- _Tasks to carry out_:
a) Summarize the article on the Melvins album (A) Senile Animal in two sentences.
b) Write what comes next in the article on the Melvins album (A) Senile Animal, picking up after its last sentence.

- _Page extract_:
——————————

- Digital cover

Studio album by Melvins
- Released: October 10, 2006
- Recorded: July 1–14, 2006
- Studios: West Beach Recorders, Hollywood
- Genres: Sludge metal; stoner metal;
- Length: 41:24
- Label: Ipecac
- Producer: Melvins

Melvins chronology
| A Live History of Gluttony and Lust (2006) | (A) Senile Animal (2006) | Nude with Boots (2008) |

= (A) Senile Animal =

(A) Senile Animal is the fifteenth album by the American rock band Melvins, released on October 10, 2006 on Ipecac Recordings. After bassist Kevin Rutmanis' departure the two remaining members of the Melvins joined forces with Big Business, a duo consisting of Jared Warren on bass and Coady Willis on drums.

——————————

Dataset rows on where objects appear:
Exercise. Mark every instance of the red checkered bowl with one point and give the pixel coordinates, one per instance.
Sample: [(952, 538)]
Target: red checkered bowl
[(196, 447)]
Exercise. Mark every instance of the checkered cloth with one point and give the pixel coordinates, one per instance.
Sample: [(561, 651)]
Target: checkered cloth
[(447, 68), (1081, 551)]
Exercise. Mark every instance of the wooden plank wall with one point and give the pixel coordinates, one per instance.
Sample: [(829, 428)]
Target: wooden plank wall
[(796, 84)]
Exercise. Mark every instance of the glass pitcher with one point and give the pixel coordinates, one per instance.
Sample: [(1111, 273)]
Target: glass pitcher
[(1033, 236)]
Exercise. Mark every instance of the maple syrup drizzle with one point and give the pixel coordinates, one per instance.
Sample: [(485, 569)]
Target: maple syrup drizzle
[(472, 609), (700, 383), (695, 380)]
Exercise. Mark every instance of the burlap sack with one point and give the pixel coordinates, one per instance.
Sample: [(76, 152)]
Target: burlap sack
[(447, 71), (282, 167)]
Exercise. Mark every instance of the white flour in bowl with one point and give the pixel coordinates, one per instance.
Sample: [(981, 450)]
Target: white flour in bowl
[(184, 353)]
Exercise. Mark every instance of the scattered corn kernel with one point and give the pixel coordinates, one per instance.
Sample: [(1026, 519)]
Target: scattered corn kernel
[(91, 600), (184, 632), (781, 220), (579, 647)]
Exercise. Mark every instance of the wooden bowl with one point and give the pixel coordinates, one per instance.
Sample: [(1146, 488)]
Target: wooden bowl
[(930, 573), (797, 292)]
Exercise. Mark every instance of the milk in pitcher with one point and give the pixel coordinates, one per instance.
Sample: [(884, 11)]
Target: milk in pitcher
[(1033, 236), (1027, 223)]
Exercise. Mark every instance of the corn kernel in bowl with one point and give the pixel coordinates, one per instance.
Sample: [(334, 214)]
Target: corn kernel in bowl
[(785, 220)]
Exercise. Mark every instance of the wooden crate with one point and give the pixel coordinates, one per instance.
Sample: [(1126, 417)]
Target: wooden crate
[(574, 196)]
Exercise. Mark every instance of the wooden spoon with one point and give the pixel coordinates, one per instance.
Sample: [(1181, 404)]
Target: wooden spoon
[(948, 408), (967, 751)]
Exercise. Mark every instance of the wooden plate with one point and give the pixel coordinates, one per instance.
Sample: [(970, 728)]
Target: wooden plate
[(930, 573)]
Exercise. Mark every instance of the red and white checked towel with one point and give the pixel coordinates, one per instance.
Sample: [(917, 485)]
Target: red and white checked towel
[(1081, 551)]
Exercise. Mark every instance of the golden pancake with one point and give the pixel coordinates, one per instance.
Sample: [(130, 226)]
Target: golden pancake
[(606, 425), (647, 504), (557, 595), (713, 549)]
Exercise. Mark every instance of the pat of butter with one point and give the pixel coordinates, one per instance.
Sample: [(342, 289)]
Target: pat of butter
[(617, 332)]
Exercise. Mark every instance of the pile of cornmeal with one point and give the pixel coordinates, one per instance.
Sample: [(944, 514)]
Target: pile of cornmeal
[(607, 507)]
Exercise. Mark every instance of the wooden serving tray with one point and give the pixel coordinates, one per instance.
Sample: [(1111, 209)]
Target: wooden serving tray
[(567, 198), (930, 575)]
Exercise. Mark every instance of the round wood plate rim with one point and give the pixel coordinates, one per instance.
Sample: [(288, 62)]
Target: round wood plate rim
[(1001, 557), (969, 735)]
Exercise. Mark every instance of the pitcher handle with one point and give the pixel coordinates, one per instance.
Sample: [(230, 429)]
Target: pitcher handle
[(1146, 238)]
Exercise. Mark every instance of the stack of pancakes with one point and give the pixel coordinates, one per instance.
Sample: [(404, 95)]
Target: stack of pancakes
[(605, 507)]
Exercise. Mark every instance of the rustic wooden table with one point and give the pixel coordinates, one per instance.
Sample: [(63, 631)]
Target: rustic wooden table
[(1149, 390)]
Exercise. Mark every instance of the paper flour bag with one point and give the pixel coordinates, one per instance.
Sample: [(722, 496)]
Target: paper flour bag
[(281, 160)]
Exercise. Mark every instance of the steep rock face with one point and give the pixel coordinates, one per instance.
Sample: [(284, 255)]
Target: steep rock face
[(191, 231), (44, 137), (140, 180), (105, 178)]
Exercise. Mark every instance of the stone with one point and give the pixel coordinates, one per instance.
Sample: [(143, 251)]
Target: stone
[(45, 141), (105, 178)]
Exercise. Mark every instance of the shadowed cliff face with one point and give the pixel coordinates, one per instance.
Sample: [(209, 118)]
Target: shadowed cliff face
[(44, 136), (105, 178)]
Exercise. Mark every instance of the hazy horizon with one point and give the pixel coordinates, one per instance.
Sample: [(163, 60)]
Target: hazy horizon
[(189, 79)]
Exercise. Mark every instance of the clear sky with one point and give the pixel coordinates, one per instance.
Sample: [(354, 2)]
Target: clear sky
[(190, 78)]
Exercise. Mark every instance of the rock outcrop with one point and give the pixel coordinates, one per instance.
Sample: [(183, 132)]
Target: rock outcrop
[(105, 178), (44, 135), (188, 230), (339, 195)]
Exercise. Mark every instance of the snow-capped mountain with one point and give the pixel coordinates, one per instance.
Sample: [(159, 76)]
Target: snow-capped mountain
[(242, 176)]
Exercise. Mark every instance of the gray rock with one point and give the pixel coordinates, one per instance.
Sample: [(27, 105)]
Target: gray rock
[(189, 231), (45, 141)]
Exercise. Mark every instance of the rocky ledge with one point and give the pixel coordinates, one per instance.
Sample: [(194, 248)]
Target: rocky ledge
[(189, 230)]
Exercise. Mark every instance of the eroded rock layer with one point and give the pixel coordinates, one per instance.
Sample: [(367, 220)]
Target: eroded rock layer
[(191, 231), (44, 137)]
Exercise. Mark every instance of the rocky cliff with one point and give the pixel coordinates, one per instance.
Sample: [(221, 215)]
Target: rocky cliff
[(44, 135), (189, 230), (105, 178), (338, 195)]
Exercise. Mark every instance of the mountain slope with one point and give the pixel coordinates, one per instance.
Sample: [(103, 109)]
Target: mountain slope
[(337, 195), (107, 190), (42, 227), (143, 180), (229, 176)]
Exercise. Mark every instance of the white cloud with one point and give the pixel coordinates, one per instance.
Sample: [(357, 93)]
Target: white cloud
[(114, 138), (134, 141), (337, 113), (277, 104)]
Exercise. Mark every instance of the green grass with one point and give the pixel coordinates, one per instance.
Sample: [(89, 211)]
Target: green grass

——————————

- _Outputs in order_:
a) (A) Senile Animal is the fifteenth album by the American rock band Melvins, recorded July 1–14, 2006 at West Beach Recorders in Hollywood and released on October 10, 2006 on Ipecac Recordings. After bassist Kevin Rutmanis left, the band's two remaining members joined forces with Big Business, a duo of Jared Warren on bass and Coady Willis on drums.

b)
==Background==
On the line-up change, frontman Buzz Osborne spoke to Kerrang! in 2008, stating:

When it became obvious we wouldn't be working with Kevin again, me and Dale were very discouraged fellows – I was bummed out for 18 months! We didn't know what we were going to do, but we knew we were going to do something. We'd played with Big Business and Jared [Warren]'s name had been batted around when we were thinking of bass players but I thought instead of just getting him, why don't we just get both those guys? We thought about two drummers a long time ago and messed around a little bit but [getting Coady Willis, Big Business' drummer] was the best decision we could have made. I'm not afraid of making changes and everything's worked out perfectly for everybody including Kevin. This record is one of my favourites and I think we're just scratching the surface of what we can do with these guys.

A music video for "The Talking Horse" was made and shown in 2007.

==Musical style==
(A) Senile Animal features Melvins' signature sludge and stoner metal sound. AllMusic critic Greg Prato noted: "Although they started out primarily as a punk band that slowed down the riffs, the Melvins have also always mixed in prog rock-like bits, such as the tricky rhythms of 'Blood Witch' and the King Crimson/Tool-ish 'The Hawk.' The album also contains some of the group's most straightforward compositions in some time, including the metallic/new wave-ish ditty 'A History of Drunks.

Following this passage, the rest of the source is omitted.